**Teks Hasil Ekstraksi:**
● ● ●
Sejumlah aktivis dan masyarakat sipil memberikan dukungan pada pembela HAM Fatia Maulidiyanti dan Haris Azhar yang pada Senin (3/4) menghadapi sidang.
Sidang perdana terhadap Fatia dan Haris berlangsung di Pengadilan Negeri Jakarta Timur. Keduanya menghadapi dakwaan dalam kasus dugaan pencemaran nama baik Menko Kemaritiman dan Investasi Luhut Binsar Pandjaitan.
Meski menghadapi dakwaan dalam kasus yang sama namun Fatia dan Haris menjalani persidangan secara terpisah. Sidang pertama menghadirkan advokat sekaligus pendiri Lokataru Foundation, Haris Azhar sebagai terdakwa. Sedang sidang kedua menghadirkan Koordinator kontraS, Fatia Maulidiyanti sebagai terdakwa. Kedua sidang dipimpin oleh majelis hakim yang sama, begitu juga dengan jaksa penuntut umum (JPU).
Meski Fatia dan Haris menjalani sidang secara terpisah, tapi dakwaan yang dibacakan JPU tidak berbeda. Usai pembacaan dakwaan oleh JPU, baik Fatia maupun Haris mengaku tidak mengerti dakwaan yang ditujukan pada mereka.
“Saya tidak mengerti dakwaannya dan saya ingin menjelaskan alasannya,” kata Fatia kepada majelis hakim. Sidang ini disiarkan secara langsung melalui akun Youtube Jakartanicus.
Hakim mengatakan dakwaan sudah dibacakan oleh JPU. Karena itu jika ada pendapat yang hendak disampaikan, terdakwa diminta berkonsultasi dengan kuasa hukum apakah akan menanggapi lewat eksepsi. Kuasa hukum terdakwa menanggapi dengan mengutip pasal 155 KUHAP dan meminta JPU memberikan penjelasan hingga terdakwa benar-benar mengerti. Kuasa hukum juga mengaku tidak mengerti dakwaan yang ditujukan pada terdakwa karena dianggap berputar-putar dan tidak jelas.
● ● ●
**Data:**
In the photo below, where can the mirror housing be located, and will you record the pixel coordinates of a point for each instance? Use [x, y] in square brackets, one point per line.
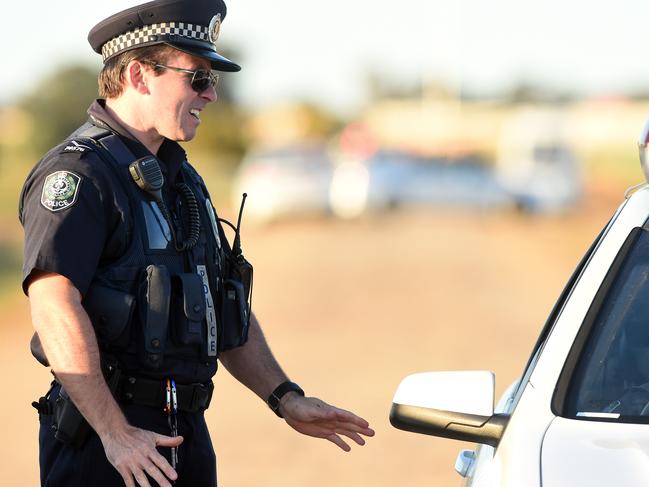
[456, 405]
● ● ●
Lanjutkan berita tentang sidang perdana Fatia Maulidiyanti dan Haris Azhar, dimulai setelah kalimat terakhir yang ditampilkan. Data ini tidak diperlukan.

**Hasil di Bawah:**
JPU kemudian menjelaskan kembali dakwaan yang dikenakan pada Fatia yang terdiri dari 4 pasal. “Terkait tuduhan terhadap Fatia Maulidiyanti, kami Jaksa Penuntut Umum mendakwa dengan pasal kombinasi alternatif subsidair terdiri dari 4 pasal,” ujar JPU.
Dakwaan pertama Pasal 27 ayat 3 jo Pasal 45 ayat 3 UU ITE terkait muatan pencemaran nama baik terhadap saksi Luhut Binsar Pandjaitan. Dakwaan kedua primer, yaitu Pasal 14 ayat 2 UU Hukum Pidana No 1 tahun 1946. Unsurnya adalah turut serta menyiarkan suatu berita atau mengeluarkan pemberitahuan yang dapat menerbitkan keonaran di kalangan rakyat sedangkan ia dapat menyangka bahwa berita atau pemberitahuan itu adalah bohong.
Dakwaan selanjutnya adalah Pasal 15 UU No 1 tahun 1946 yang kurang lebih unsurnya mirip. Terakhir pasal 310 ayat 1 KUHP jo Pasal 55 ayat 1 ke-1 KUHP dengan unsur mirip Pasal 27 ayat 3 UU ITE.
Sidang Terpisah Dipersoalkan
Sebelum sidang dengan terdakwa Haris, tim kuasa hukum meminta kepada majelis hakim agar persidangan digabung. Permintaan kembali diulang pada sidang dengan terdakwa Fatia. Kuasa hukum juga sudah mengajukan permintaan penggabungan sidang kepada ketua pengadilan.
Usai sidang kuasa hukum terdakwa Muhammad Isnur mengingatkan saksi kasus ini yaitu Luhut Binsar Pandjaitan untuk bersiap diperiksa dua kali. Ini merupakan konsekuensi dari pemisahan persidangan perkara Fatia dan Haris.
“Konsekuensi dari dipisahkannya perkara Haris dan Fatia ya pak Luhut harus siap-siap diperiksa dua kali. Dua kali pemeriksaan untuk pertanyaan, jawaban dan fungsi yang sama,” kata Isnur.
Ia menambahkan persidangan yang terpisah harus diikuti dengan pemeriksaan yang terpisah pula. Hal ini akan melelahkan hakim, jaksa, penasihat hukum dan terdakwa. Kuasa hukum terdakwa berpendapat persoalan penggabungan sidang bukan sekadar urusan teknis. Sebaliknya ini merupakan persoalan prinsip.
“Kalau pidana itukan prinsipnya cepat, segera dan murah. Kita tadi menyaksikan proses pemidanaan yang dipersulit, dipermahal, mengulang-ulang terus. Tadi empat dakwaan, 4 pasal, itu mengulang-ulang, semua sama pasalnya,” tutur Isnur.
Lebih jauh pemisahan sidang pada perkara Fatia dan Haris juga membahayakan HAM. Di satu sisi Fatia ditempatkan sebagai terdakwa yang memiliki hak untuk diam dan ingkar. Di sisi lain ia sekaligus diposisikan sebagai saksi yang punya kewajiban untuk memberikan keterangan. Dalam konteks ini keterangannya bisa memberatkan dirinya sendiri.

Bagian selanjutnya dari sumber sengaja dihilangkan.